• [WORK INSTRUCTIONS]: Please rewrite the listing below, replacing "Spot" with "Locate" everywhere it occurs and leaving everything else unchanged.

• [INFORMATION SUPPLIED]:
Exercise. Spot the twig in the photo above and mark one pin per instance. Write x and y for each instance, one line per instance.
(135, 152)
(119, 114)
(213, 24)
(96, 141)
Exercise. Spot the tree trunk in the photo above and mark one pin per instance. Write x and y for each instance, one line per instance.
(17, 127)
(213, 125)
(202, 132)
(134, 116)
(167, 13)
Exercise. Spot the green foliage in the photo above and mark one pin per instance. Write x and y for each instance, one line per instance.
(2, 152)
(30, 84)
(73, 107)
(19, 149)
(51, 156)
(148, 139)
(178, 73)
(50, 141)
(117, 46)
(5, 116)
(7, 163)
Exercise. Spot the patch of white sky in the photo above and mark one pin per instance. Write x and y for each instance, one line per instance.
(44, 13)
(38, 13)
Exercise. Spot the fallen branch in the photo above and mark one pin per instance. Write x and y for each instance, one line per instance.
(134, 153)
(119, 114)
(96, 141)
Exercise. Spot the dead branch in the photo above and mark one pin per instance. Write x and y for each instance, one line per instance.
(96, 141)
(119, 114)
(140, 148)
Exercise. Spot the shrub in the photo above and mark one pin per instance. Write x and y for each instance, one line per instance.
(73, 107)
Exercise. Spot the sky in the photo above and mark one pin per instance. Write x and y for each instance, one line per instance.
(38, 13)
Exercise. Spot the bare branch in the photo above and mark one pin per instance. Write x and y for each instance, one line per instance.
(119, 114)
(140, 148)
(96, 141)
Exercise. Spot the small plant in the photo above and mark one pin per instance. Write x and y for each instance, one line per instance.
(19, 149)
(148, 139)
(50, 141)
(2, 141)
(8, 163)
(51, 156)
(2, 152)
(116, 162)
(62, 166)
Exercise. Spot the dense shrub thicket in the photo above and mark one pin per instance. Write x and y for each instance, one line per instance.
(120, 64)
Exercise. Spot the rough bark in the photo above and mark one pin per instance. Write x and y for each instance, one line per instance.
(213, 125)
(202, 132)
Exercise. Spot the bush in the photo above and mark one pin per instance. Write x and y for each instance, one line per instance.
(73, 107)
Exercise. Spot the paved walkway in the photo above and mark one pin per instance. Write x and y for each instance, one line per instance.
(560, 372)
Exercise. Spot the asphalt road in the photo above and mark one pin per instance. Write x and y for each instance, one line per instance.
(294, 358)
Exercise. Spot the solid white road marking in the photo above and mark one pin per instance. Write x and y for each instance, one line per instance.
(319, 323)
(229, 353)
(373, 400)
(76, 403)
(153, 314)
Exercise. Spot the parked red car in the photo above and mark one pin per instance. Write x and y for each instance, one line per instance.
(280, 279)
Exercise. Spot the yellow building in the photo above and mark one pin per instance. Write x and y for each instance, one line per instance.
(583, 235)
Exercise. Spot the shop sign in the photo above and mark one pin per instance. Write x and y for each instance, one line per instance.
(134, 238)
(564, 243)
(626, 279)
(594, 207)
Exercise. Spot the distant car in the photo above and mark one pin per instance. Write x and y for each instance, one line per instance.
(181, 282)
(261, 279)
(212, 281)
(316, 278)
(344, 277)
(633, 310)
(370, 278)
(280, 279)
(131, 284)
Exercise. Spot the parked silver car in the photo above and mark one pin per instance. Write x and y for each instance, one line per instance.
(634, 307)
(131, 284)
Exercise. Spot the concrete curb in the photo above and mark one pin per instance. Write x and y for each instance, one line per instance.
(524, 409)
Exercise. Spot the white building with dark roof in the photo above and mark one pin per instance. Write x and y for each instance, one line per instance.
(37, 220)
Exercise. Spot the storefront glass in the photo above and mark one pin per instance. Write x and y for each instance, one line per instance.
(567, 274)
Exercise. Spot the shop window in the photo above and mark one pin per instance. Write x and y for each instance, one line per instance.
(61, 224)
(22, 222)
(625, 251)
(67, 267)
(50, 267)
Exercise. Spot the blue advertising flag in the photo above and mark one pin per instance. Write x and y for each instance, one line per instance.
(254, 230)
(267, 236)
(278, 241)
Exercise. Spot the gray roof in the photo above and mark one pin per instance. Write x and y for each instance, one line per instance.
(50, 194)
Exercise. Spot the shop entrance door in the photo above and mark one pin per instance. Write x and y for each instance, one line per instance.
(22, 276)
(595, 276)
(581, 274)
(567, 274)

• [ANSWER TO THE EXERCISE]:
Exercise. Locate the twig in the photo above and mark one pin per instance. Write x and y for each instance, one line per instance.
(135, 152)
(119, 114)
(213, 24)
(96, 141)
Exercise. Locate the tree trunk in the photo above and mark one pin per instance. Write x and y for each instance, one line per instance.
(17, 127)
(213, 125)
(202, 132)
(134, 116)
(167, 13)
Exercise. Locate the green foliage in the photo above and mark one pin per instance. Write x and y for each instance, one line per instance.
(2, 152)
(30, 84)
(73, 107)
(19, 149)
(51, 156)
(148, 139)
(178, 73)
(50, 141)
(117, 46)
(5, 116)
(7, 163)
Exercise. Locate the patch of white sky in the photo above and mark one pin per instance. Write x and y for each instance, one line per instance.
(44, 13)
(38, 13)
Exercise. Locate the fallen branch in the photo above and mark one pin per instance. Write x and y for each instance, one line per instance.
(134, 153)
(119, 114)
(96, 141)
Exercise. Locate the dead branch in the photo above and mark one pin per instance. Write x and y for each instance, one line per instance.
(96, 141)
(119, 114)
(140, 148)
Exercise. Locate the shrub in the photo above and mark one pin per instance. Write x and y for each instance, one line per instance.
(73, 107)
Exercise. Locate the sky in the photo above and mark one pin per instance. Write x and y for each instance, one line per instance.
(38, 13)
Exercise. Locate the bare branch in the photo above and mark one pin per instance. Write x and y for each instance, one line per instance.
(119, 114)
(140, 148)
(96, 141)
Exercise. Locate the small plant in the photo above and mark one pin per instance. Write x and y for each instance, one line per instance.
(19, 149)
(148, 139)
(50, 141)
(2, 141)
(8, 163)
(51, 156)
(2, 152)
(116, 162)
(62, 166)
Exercise. Locate the dense shrub thicket in the photo above and mark one pin per instance. Write x and y for each instance, one line per instance.
(120, 64)
Exercise. Locate the rough bark in the photo above and mark one pin per instance. Write x and y for each instance, one line per instance.
(213, 125)
(202, 132)
Exercise. Locate the bush in the photo above and mark one pin per instance. Write x and y for each instance, one line per instance.
(73, 107)
Exercise. Locate the paved walkway in the photo above and mark one pin per instance. Write x and y for each instance, one line per instance.
(560, 372)
Exercise. Locate the asphalt road in the photo above and mark one pin per instance. Write x and y for each instance, one line per instance.
(294, 358)
Exercise. Locate the solid white road marking in the photo above and mark one pin per instance. Write x and y for each instance, one line per instance.
(319, 323)
(229, 353)
(373, 400)
(76, 403)
(153, 314)
Exercise. Locate the parked red car in the photo above and mark one pin per instance. Write x and y for each instance, one line per instance.
(280, 279)
Exercise. Locate the yellow building in the photo above and mark one pin per instance. Write x and y for each instance, one line per instance.
(583, 235)
Exercise. Locate the shop sign in the photo above and mark one pin per instance. Write x and y for each instance, one line per instance.
(134, 238)
(564, 243)
(626, 279)
(594, 207)
Exercise. Locate the distant car in the photo above and mark one pin per instance. Write x and y for each instance, one line per instance.
(181, 282)
(261, 279)
(212, 281)
(316, 278)
(344, 277)
(633, 310)
(370, 278)
(280, 279)
(131, 284)
Exercise. Locate the parked silver car in the photo above and mark one pin per instance. Write x and y for each instance, one line per instance.
(634, 307)
(131, 284)
Exercise. Locate the concrete curb in the photo above and mark one pin per instance. Write x and y for each instance, one line per instance.
(524, 409)
Exercise. Locate the white building with dark roof in the photo above and mark one pin per instance. Write x and y for each instance, one line per instance.
(37, 220)
Exercise. Locate the storefront glass in the photo above and mark one pin per instance. Write x and y for each instance, one line per instance.
(567, 274)
Exercise. Locate the shop window in the photo above and mark one pin per instance. Write x and y for each instance, one line per instance.
(61, 224)
(22, 222)
(625, 251)
(67, 267)
(50, 267)
Exercise. Locate the blue advertising flag in the photo above and mark one pin per instance. Write x and y for each instance, one line per instance.
(254, 230)
(267, 236)
(278, 241)
Exercise. Locate the gray roof in the photo above and mark one pin per instance. Write x and y for each instance, one line per instance.
(50, 194)
Exercise. Locate the shop entrance door in the photo above and mark one pin per instance. Write x and y for each instance, one line per instance.
(22, 276)
(595, 276)
(581, 274)
(567, 274)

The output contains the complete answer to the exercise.